◆ **Items from a collection**
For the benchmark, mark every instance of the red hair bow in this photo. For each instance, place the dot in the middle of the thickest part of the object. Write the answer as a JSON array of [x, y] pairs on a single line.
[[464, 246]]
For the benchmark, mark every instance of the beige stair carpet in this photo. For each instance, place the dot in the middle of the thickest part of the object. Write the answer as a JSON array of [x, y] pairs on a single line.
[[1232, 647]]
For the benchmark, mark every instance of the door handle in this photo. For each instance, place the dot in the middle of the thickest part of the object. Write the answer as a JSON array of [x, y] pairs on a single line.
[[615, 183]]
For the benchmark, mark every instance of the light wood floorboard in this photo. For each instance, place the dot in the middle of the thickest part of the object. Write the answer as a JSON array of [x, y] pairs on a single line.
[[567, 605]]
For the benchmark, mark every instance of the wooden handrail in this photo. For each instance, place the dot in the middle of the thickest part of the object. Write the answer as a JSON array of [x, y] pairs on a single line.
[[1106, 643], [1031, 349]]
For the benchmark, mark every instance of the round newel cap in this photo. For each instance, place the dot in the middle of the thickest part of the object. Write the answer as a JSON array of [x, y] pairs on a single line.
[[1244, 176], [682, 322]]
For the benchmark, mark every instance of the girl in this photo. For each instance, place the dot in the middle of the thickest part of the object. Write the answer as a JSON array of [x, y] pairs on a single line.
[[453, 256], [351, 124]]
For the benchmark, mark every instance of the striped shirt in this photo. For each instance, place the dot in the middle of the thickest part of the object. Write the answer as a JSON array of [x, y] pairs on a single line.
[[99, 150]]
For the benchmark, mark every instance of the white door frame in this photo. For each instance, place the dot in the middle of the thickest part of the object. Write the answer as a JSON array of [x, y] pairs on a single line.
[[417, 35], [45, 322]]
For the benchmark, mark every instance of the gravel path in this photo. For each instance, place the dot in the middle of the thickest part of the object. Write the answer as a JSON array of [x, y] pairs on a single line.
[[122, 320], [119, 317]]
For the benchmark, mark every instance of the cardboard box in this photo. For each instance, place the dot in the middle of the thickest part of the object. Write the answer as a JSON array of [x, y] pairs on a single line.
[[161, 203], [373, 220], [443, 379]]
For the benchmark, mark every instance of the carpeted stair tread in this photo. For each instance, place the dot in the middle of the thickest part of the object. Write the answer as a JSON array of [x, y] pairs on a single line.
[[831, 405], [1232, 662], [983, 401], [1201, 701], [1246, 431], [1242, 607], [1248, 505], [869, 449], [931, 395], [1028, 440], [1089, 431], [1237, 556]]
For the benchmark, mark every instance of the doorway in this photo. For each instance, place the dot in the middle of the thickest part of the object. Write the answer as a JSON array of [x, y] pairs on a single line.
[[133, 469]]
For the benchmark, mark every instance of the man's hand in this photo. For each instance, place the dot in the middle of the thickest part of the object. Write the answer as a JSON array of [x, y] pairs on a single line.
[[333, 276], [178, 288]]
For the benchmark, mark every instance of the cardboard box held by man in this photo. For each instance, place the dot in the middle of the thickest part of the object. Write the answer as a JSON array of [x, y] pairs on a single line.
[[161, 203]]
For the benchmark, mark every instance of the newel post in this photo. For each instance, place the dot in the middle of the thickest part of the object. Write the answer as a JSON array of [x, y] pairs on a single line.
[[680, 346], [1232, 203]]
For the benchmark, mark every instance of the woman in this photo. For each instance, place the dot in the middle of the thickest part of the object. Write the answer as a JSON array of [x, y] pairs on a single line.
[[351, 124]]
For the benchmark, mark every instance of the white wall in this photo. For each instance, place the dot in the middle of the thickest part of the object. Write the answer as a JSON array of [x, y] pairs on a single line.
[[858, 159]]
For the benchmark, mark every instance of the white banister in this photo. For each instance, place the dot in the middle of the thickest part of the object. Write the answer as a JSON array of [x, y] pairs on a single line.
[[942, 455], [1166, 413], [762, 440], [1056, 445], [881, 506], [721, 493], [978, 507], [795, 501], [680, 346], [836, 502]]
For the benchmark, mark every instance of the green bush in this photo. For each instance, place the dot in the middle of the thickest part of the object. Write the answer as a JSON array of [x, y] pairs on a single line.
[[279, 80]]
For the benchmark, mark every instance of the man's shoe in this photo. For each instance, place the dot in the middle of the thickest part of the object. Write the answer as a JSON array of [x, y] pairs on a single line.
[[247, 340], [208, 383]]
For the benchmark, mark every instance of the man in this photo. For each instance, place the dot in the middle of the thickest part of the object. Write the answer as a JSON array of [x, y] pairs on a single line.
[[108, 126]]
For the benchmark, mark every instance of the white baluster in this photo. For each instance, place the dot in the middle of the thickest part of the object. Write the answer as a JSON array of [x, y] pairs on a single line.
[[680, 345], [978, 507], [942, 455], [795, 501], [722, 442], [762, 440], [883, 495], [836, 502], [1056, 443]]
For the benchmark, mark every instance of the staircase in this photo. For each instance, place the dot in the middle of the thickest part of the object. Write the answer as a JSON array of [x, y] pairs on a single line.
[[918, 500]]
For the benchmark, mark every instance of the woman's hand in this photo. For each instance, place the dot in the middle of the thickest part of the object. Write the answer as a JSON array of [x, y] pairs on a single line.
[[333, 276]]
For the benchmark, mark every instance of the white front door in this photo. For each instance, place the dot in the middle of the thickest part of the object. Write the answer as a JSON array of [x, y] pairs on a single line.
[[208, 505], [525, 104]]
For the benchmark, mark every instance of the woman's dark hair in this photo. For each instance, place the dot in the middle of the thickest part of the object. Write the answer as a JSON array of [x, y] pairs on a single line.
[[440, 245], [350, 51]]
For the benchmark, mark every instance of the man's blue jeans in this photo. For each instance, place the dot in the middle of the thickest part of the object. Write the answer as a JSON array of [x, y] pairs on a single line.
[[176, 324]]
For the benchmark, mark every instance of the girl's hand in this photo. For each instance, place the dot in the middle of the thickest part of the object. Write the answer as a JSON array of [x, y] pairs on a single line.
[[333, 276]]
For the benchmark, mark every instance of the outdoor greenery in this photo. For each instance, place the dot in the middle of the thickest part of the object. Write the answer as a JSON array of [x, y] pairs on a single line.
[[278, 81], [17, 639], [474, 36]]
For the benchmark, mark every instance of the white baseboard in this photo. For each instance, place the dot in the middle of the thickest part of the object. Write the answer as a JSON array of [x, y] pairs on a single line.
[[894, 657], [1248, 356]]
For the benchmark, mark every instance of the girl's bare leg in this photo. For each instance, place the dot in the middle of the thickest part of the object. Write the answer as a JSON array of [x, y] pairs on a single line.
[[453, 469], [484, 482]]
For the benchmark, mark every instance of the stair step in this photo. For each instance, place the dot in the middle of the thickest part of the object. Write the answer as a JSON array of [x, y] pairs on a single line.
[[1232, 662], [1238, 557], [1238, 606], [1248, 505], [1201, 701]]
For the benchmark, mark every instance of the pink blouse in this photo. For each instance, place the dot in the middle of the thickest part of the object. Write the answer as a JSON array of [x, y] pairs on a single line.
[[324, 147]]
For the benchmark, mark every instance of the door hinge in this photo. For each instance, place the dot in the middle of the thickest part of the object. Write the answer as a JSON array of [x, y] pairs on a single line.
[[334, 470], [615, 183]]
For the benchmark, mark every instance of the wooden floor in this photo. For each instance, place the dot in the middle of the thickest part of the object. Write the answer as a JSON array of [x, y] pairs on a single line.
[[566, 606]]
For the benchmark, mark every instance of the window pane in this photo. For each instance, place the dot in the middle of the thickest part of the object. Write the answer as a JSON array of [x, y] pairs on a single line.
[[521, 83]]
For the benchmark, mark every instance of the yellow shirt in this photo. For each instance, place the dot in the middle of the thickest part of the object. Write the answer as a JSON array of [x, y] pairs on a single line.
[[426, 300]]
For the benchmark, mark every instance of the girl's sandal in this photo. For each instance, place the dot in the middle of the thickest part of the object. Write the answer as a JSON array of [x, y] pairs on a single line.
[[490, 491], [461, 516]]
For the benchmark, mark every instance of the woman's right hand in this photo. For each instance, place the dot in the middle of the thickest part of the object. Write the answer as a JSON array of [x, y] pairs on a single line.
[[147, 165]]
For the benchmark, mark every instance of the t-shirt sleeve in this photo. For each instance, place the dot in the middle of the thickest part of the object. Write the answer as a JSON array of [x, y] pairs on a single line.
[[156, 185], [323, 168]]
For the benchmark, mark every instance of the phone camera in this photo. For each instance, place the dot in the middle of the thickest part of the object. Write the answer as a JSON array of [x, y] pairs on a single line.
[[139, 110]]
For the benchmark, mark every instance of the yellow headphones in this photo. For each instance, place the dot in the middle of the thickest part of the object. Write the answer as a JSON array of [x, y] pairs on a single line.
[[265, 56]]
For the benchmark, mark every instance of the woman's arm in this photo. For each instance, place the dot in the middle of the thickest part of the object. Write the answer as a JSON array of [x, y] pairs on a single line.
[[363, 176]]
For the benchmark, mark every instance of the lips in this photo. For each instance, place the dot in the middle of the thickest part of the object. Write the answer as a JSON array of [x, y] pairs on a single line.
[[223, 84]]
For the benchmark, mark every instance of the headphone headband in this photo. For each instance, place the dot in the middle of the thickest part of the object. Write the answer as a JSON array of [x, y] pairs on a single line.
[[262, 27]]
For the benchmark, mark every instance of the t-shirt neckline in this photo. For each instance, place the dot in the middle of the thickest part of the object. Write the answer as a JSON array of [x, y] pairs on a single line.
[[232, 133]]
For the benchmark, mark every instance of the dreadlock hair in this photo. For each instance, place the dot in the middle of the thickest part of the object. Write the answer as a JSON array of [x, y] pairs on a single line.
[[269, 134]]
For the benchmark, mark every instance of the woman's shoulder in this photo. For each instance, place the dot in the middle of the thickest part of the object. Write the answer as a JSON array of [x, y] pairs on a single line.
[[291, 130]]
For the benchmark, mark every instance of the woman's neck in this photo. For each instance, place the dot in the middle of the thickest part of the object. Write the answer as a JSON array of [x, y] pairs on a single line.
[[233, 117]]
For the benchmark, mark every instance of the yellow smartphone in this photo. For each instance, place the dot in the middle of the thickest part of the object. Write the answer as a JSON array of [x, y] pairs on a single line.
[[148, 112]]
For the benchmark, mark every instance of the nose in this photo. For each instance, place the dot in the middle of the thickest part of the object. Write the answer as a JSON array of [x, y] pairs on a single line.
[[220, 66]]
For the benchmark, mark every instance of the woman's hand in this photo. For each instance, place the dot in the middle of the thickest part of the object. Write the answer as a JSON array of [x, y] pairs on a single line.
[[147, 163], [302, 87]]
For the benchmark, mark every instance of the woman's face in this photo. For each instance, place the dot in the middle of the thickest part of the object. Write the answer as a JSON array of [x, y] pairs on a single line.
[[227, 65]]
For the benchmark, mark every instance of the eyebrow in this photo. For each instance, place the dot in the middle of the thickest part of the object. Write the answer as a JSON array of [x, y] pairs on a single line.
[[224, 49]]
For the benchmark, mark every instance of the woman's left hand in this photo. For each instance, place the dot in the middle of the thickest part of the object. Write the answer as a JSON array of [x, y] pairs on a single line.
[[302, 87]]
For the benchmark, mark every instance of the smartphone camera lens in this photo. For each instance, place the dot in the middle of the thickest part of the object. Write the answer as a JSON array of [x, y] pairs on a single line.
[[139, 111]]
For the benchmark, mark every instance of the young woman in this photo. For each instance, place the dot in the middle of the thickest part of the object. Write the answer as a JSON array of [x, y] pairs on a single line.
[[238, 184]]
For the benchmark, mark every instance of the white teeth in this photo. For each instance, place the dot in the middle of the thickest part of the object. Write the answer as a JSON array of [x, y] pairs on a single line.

◆ **Task instructions**
Change "thickest part" to "widest part" in the lines between the one holding "For the benchmark, mark every instance of the striped" and the one holding "431], [1237, 556]]", inclusive, and give those lines again with nothing else altered.

◆ **Exercise result**
For the benchmark, mark every instance of the striped shirt in this photo. For each instance, place the dot in the middle of the widest part of the object. Write the answer as a JSON array of [x, y] pairs on a single line.
[[99, 150]]
For the benchmark, mark every instance of the white door frame in this photo. For each instance, place the dot in the middle of the widest part of the object. Write the answer as a JSON array of [x, y] pairs on a single line.
[[417, 35], [45, 322]]
For the benchmark, mark every instance of the gravel path in this photo. For each instance, place the dot in the middle of the widest part of the object. Write the answer as a JSON array of [x, y] pairs on a single line.
[[122, 320], [119, 317]]
For the benchmark, mark every instance of the cardboard box in this photo. For each instance, place the dot in the middle of the widest part of the object. Write the answer as a JSON array of [x, y] pairs on a single line.
[[161, 203], [373, 220], [443, 379]]
For the benchmark, mark every instance of the carpeted stair tread in this photo. For each instance, place the dot in the middle of the widest part of the object. Write the answer as a JSON array of [x, y] pairs on a single line.
[[831, 405], [1232, 662], [983, 401], [1201, 701], [1246, 431], [1242, 607], [1248, 505], [869, 449], [931, 395], [1028, 440], [1089, 431], [1237, 556]]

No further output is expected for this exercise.